*Extrait du document*:
Les produits dérivés m'inquiètent particulièrement. J'avais cru comprendre qu'un vrai sous- jacent était nécessaire. Les sous-jacents de sous-jacents mènent à des catastrophes. Qu'est-on en train de faire alors qu'il n'existe en réalité aucune valeur d'actifs ?
La fiscalisation de ces actifs est fondamentale. Il ne s'agit pas simplement d'échanger des monnaies. Comment l'achat du bitcoin est-il taxé ? Est-ce un service qui supporte la TVA ? Ce flou conduit à une appréhension fiscale parcellaire.
Je gère les risques au quotidien au sein de Coinhouse, que j'ai rejoint en 2017, soit la lutte contre le blanchiment, la cybersécurité, la protection de l'investisseur. Je fais des déclarations à Tracfin.
Nos clients, que je rencontre physiquement, sont des investisseurs mécontents de la rentabilité des placements à 1 % ou 2 %. Je reçois également des professionnels qui veulent acheter des matières premières dans des pays où le système bancaire n'est pas développé. Ils font appel à nous car nous sommes plus rapides, moins chers et plus efficaces. Notre clientèle est composée à 80 % d'investisseurs, 10 % de professionnels réalisant des achats et des ventes et 10 % de particuliers qui s'intéressent à ces produits.
Nous ne demandons pas seulement un QR code, mais aussi une carte d'identité. C'est la volonté du dirigeant de l'entreprise. Nous avons développé une intelligence artificielle qui réalise un profilage des personnes. Pour acheter de la crypto-monnaie, il faut ouvrir un compte, comme dans une banque, avec une carte d'identité, un justificatif de domicile et une photographie prise depuis son téléphone. Nous utilisons d'autres procédés que je ne souhaite pas expliquer pour des raisons de confidentialité. Nos outils de lutte contre la fraude sont performants. Nous demandons des justificatifs pour la réalisation des opérations et toutes les validations sont traitées manuellement.
Nous avons la volonté d'accompagner nos clients, non par du conseil en investissement mais par la formation.

*Consigne donnée 1*: Recopiez intégralement chacune des lignes du bloc 1 ci-dessous, en augmentant de 73 chaque nombre des coordonnées données en réponse. Les autres lignes restent inchangées.
L'extrait ci-dessus et les lignes qui viennent ensuite n'ont aucun lien entre eux.

*Données fournies*:

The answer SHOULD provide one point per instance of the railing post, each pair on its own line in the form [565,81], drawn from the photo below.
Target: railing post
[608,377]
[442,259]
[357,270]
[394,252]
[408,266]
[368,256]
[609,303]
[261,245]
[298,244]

*Consigne donnée 2*: Reproduisez à l'identique le passage de l'extrait sur les crypto-actifs compris entre « Les produits dérivés » et « déclarations à Tracfin. », ces deux passages inclus.

*Solution complète 1*:
The answer SHOULD provide one point per instance of the railing post, each pair on its own line in the form [565,81], drawn from the photo below.
Target: railing post
[681,450]
[515,332]
[430,343]
[467,325]
[481,339]
[441,329]
[682,376]
[334,318]
[371,317]

*Solution complète 2*:
Les produits dérivés m'inquiètent particulièrement. J'avais cru comprendre qu'un vrai sous- jacent était nécessaire. Les sous-jacents de sous-jacents mènent à des catastrophes. Qu'est-on en train de faire alors qu'il n'existe en réalité aucune valeur d'actifs ?
La fiscalisation de ces actifs est fondamentale. Il ne s'agit pas simplement d'échanger des monnaies. Comment l'achat du bitcoin est-il taxé ? Est-ce un service qui supporte la TVA ? Ce flou conduit à une appréhension fiscale parcellaire.
Je gère les risques au quotidien au sein de Coinhouse, que j'ai rejoint en 2017, soit la lutte contre le blanchiment, la cybersécurité, la protection de l'investisseur. Je fais des déclarations à Tracfin.